* WHAT TO PRODUCE *
Quote the part of the material that opens with the line containing "TARGET: tree root area" and closes at the end of the material, both ends included, and leave the pictures out.

* RECORDS PROVIDED *
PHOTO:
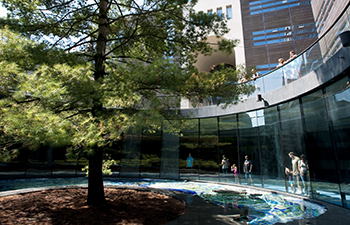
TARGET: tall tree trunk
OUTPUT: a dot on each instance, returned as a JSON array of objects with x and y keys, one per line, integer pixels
[{"x": 95, "y": 186}]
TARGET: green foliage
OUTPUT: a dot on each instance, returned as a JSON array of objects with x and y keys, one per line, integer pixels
[{"x": 81, "y": 73}]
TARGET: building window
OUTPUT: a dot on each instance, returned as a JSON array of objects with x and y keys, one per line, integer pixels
[
  {"x": 229, "y": 12},
  {"x": 219, "y": 12}
]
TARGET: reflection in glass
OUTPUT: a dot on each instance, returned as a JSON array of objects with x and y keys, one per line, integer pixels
[
  {"x": 189, "y": 139},
  {"x": 209, "y": 159},
  {"x": 338, "y": 100},
  {"x": 248, "y": 146},
  {"x": 228, "y": 145},
  {"x": 319, "y": 149}
]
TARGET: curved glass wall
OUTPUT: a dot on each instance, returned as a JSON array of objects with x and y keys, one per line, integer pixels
[{"x": 315, "y": 127}]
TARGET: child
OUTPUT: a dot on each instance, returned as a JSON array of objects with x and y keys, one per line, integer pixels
[{"x": 235, "y": 172}]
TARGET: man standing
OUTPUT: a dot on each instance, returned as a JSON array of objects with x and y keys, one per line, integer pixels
[
  {"x": 247, "y": 168},
  {"x": 295, "y": 170}
]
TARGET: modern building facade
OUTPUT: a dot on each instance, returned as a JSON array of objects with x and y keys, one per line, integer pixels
[
  {"x": 267, "y": 29},
  {"x": 310, "y": 116}
]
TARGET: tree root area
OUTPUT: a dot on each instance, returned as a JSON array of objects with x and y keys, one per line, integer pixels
[{"x": 68, "y": 206}]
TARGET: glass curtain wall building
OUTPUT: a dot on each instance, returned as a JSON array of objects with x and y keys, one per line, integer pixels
[
  {"x": 272, "y": 28},
  {"x": 310, "y": 117}
]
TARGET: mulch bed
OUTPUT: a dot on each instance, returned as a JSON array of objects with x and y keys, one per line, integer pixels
[{"x": 68, "y": 206}]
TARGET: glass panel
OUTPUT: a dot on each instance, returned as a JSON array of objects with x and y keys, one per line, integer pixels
[
  {"x": 338, "y": 99},
  {"x": 170, "y": 154},
  {"x": 189, "y": 161},
  {"x": 208, "y": 149},
  {"x": 271, "y": 152},
  {"x": 151, "y": 146},
  {"x": 291, "y": 141},
  {"x": 319, "y": 150},
  {"x": 228, "y": 146},
  {"x": 130, "y": 160},
  {"x": 249, "y": 149}
]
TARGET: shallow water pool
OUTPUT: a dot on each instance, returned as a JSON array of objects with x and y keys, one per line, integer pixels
[{"x": 264, "y": 207}]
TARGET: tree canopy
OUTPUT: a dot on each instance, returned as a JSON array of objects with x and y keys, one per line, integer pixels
[{"x": 80, "y": 73}]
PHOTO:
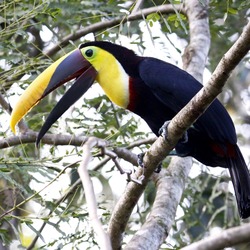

* CORRECT OUTPUT *
TARGET: tree root area
OUTPUT: a dot on each instance, returned as a JSON array of objects with x and y keys, one per line, integer pixels
[{"x": 68, "y": 206}]
TARGET: glass curtain wall building
OUTPUT: a dot on each instance, returned as a JSON array of objects with x and y keys, one per line, integer pixels
[
  {"x": 272, "y": 28},
  {"x": 310, "y": 117}
]
TARGET: mulch bed
OUTPUT: a dot on each instance, returned as a JSON array of objects with x and y keys, one per line, integer pixels
[{"x": 68, "y": 206}]
TARGET: glass panel
OUTPUT: a dot on each instance, returned as a JSON array of objects with x and y keys, one per line, integer pixels
[
  {"x": 338, "y": 99},
  {"x": 170, "y": 154},
  {"x": 189, "y": 161},
  {"x": 208, "y": 149},
  {"x": 271, "y": 152},
  {"x": 151, "y": 146},
  {"x": 291, "y": 141},
  {"x": 319, "y": 150},
  {"x": 228, "y": 146},
  {"x": 130, "y": 160},
  {"x": 249, "y": 149}
]
TARGET: shallow water pool
OUTPUT: a dot on each instance, returned as a JSON array of objects with x and y keys, one per line, integer pixels
[{"x": 264, "y": 207}]
TARGET: tree canopy
OUTPUT: a dot on each instance, returned as a JSON array of objects with x and y keys, one per line, integer pixels
[{"x": 80, "y": 73}]
PHOTO:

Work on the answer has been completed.